Pointing and labeling entries:

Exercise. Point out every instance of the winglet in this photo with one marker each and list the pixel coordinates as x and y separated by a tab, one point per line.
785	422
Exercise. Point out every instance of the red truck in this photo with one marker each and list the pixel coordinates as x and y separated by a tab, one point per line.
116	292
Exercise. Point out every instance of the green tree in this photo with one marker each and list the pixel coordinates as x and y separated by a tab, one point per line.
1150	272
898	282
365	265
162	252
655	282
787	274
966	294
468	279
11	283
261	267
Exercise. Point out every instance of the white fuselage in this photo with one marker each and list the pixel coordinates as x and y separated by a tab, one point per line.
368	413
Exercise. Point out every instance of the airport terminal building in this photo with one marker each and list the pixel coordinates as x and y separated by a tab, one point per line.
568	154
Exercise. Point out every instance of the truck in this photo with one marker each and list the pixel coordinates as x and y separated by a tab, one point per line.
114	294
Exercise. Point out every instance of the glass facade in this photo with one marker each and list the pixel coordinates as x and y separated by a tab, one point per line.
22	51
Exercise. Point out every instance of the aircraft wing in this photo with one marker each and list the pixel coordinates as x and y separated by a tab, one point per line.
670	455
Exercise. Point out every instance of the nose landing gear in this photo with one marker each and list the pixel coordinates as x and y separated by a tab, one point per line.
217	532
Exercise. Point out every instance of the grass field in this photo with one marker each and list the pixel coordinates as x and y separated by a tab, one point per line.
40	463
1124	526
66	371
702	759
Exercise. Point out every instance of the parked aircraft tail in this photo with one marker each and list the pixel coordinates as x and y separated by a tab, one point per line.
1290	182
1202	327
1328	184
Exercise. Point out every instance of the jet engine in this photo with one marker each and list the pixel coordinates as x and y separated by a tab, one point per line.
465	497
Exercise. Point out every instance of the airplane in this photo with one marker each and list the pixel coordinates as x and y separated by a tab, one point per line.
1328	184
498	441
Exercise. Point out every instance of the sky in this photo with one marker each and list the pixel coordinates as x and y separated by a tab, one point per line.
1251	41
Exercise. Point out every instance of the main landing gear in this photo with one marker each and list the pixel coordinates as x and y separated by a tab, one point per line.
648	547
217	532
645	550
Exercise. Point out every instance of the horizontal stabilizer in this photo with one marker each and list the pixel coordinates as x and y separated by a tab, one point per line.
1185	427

Task instructions: Output the listing above word for word.

Result of this exercise:
Exercise. Point out every instance of the winglet in this photo with one marker each and list the pixel coordinates as x and y separated by a tab, one point per line.
785	422
Exercise. Point out every instance of the red truck in this photo with one marker each and list the pixel coordinates as x and y separated by a tab, one point per line.
116	292
Exercise. Point out every instance of the green tree in this photo with one marker each and list the pixel coordinates as x and y separated by a tab, one point per line.
1150	272
898	282
365	265
162	252
655	282
787	274
966	294
468	279
11	283
261	267
Exercise. Point out every instance of the white fuselage in this photo with one marker each and list the pixel coordinates as x and y separated by a tab, one point per line.
368	413
Exercise. Point out every instance of the airport terminal building in this photo with one marker each and list the pixel coordinates as x and y separated by a tab, one point per line.
568	154
Exercise. Point out every instance of the truck in this photo with one marker each and list the pixel coordinates as x and y separated by a tab, one point per line.
114	294
Exercise. Point out every instance of the glass facade in this photo with one marker each and list the pixel coordinates as x and y separated by a tab, one point per line.
22	51
Exercise. Point out every instance of the aircraft wing in this photo with one marker each and list the pixel coordinates as x and y separated by a tab, one point per line.
670	455
Exercise. Point out every instance of the nose landing gear in this photo with one marker each and list the pixel coordinates as x and y separated by a tab, one point per line.
217	532
Exercise. Point out every instance of the grass field in this photo with one marker each and list the pixel coordinates as x and y separated by a tab, one point per line.
40	463
1124	526
66	371
702	759
Exercise. Point out every instance of the parked aircraft tail in this photo with one marker each and list the pixel coordinates as x and y separated by a tab, one point per line.
1290	182
1202	327
1328	184
Exercise. Point out every instance of the jet engine in this photo with one marker each and list the pixel coordinates as x and y separated by a tab, one point per line.
465	497
Exercise. Point out every instance of the airplane in this photo with one marker each and list the pixel coordinates as x and y separated by a tab, one point per line.
1328	184
498	441
Exercise. Point out every instance of the sky in this photo with one marker each and list the pixel coordinates as x and y separated by a tab, one point per line.
1251	41
Exercise. Point out every instance of the main landing gear in this photo with one marker each and list the pixel coordinates as x and y separated by a tab, one point per line.
648	547
217	532
645	550
Exercise. Point out every instance of the horizontal stabilizer in this photo with one marker each and list the pixel coordinates as x and y separated by a tab, one point per line.
1185	427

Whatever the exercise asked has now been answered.